§ WHAT TO WORK ON
1 - From the AMP Engine best practices page, copy out word for word the passage between "Purpose of this" and "engine system requirements?.", inclusive.
2 - According to the AMP Engine best practices page, why can the output record order change when AMP is used? Answer in one to three sentences.
3 - For each statement, say yes or no to whether it agrees with the AMP Engine best practices page, and quote the words that decide it: (a) Designer enables AMP by default for new workflows. (b) The original Engine architecture allows for massively multi-threaded processing. (c) The benefit of AMP typically decreases as data sizes become larger.

AMP Engine Best Practices

Version:
2022.3
Last modified: December 27, 2022

Purpose of this document is to answer questions related to the new AMP Engine. The document is intended for both existing admins and new users. 

For more information about AMP Engine, go to the Alteryx AMP Engine and Engine help pages. 

General Topics

Why do I want to enable AMP engine?
  • For most use cases AMP engine provides significant performance and efficiency improvements over the original Engine when provided with sufficient system resources. For more information on system resource requirements and recommendations, see the sections How to manage system resources with AMP? and What are the AMP engine system requirements?.
  • AMP is designed to work with larger volumes of data at a higher velocity and typically executes workflows faster, with more complete usage of machine resources compared to the original Engine. 
  • The original Engine architecture allows for mostly single-threaded processing, where your data are processed record-by-record sequentially. On the other hand, the new AMP concept allows for massively multi-threaded processing. AMP processes records in packets to improve run times, and tools can run in parallel. AMP also uses more performant algorithms when grouping and sorting records which can affect the output record order.
  • The AMPlify Your Workflows article describes some of the performance benefits of using the AMP engine:
    • The most commonly used tools will perform best on AMP. 
    • The benefit of AMP typically increases as data sizes become larger.
    • Performance varies based on data sizes, underlying hardware, data center and network infrastructure, Alteryx Server configuration, and workflow construction. 

Benchmark Results

We used the following measurements for benchmarking:

  • Workflow throughput = (workflows / runtime). Runtime is the total time to run a workflow. 
  • Engine throughput = (workflows / engine_runtime). Engine_runtime is the time when the engine runs a workflow. 
  • Workflows = number of workflows.

When there is only 1 workflow, there is no significant time difference between the engine throughput and the workflow throughput. If there are 2 workflows in a queue with just 1 worker, the runtime of the first workflow impacts the runtime of the second one.

Benchmark Results for a Typical Data Prep Task


Benchmark results for a typical data prep task.

Benchmark results for a typical data prep task.

Benchmark Results for a Typical CPU Heavy Predictive or Machine Learning Task


Benchmark results for a typical CPU heavy predictive or machine learning task.

Benchmark results for a typical CPU heavy predictive or machine learning task.

For more information, see documentation links at the bottom of this document. 

What changes were made in Designer and Server?

Designer has enabled AMP by default for new workflows. For new Server installations or new workers on existing Servers, the default will be to allow both AMP and original Engine execution. Workflow settings determine which engine is used. 

What if I want to preserve my current engine system settings?

1.    Controller > General > Enable AMP Engine 

      1.  Before upgrading, note your current settings.

      2. After upgrading, restore the selection to your desired value.

§ ROWS

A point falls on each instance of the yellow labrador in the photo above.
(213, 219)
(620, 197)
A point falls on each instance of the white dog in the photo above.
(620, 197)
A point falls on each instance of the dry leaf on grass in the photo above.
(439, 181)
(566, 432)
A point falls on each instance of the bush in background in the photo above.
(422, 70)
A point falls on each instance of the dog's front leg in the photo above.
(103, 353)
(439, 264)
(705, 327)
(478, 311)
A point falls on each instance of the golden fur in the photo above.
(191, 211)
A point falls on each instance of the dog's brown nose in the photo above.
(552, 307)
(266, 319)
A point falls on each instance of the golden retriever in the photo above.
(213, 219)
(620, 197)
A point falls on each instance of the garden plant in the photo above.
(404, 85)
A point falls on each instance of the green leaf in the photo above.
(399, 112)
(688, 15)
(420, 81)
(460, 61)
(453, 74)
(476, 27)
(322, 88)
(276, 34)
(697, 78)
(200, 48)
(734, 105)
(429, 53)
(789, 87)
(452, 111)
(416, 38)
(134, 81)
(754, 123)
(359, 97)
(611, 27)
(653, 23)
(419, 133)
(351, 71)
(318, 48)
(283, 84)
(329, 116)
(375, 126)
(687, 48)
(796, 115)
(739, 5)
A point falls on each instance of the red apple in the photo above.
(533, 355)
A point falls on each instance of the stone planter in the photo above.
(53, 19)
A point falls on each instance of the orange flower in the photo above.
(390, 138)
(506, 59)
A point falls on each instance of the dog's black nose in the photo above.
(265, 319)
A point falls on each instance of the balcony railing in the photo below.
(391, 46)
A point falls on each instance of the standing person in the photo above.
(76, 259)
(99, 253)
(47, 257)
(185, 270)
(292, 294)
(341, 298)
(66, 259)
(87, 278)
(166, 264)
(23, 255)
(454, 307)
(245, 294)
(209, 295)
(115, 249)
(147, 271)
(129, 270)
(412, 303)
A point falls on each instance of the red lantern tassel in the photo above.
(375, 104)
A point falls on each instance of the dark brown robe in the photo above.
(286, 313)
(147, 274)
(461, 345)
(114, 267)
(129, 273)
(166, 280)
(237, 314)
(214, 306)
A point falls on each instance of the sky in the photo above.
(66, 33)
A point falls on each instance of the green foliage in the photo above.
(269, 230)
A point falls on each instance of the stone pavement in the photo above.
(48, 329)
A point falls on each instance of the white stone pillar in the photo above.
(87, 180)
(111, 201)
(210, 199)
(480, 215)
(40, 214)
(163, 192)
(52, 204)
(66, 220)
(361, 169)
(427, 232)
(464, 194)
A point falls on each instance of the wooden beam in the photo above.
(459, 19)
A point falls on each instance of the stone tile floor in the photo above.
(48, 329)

--

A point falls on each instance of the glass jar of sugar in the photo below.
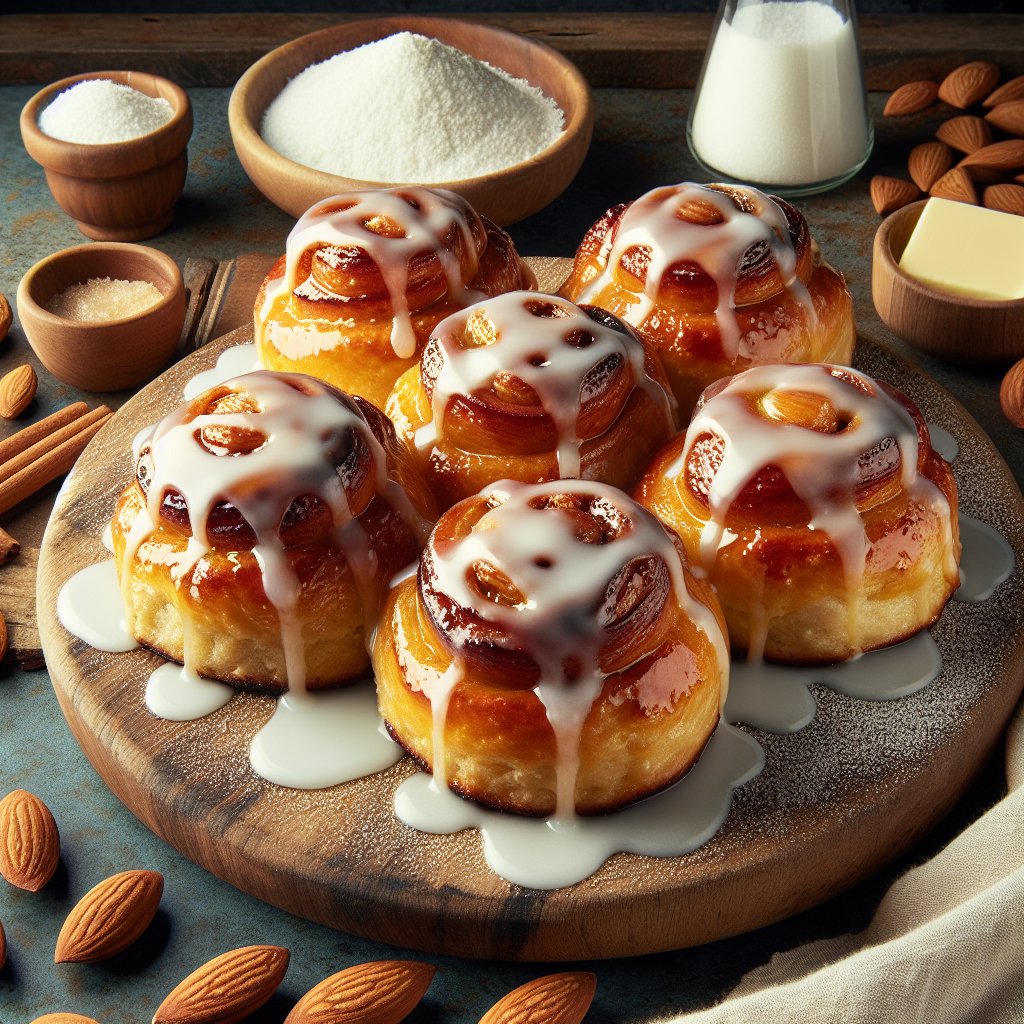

§ ANSWERS BELOW
1 -
Purpose of this document is to answer questions related to the new AMP Engine. The document is intended for both existing admins and new users. 

For more information about AMP Engine, go to the Alteryx AMP Engine and Engine help pages. 

General Topics

Why do I want to enable AMP engine?
  • For most use cases AMP engine provides significant performance and efficiency improvements over the original Engine when provided with sufficient system resources. For more information on system resource requirements and recommendations, see the sections How to manage system resources with AMP? and What are the AMP engine system requirements?.

2 - The output record order can change because AMP uses more performant algorithms when grouping and sorting records. Those algorithms can affect the order in which records are output.

3 -
(a) Yes: "Designer has enabled AMP by default for new workflows."
(b) No: "The original Engine architecture allows for mostly single-threaded processing"
(c) No: "The benefit of AMP typically increases as data sizes become larger."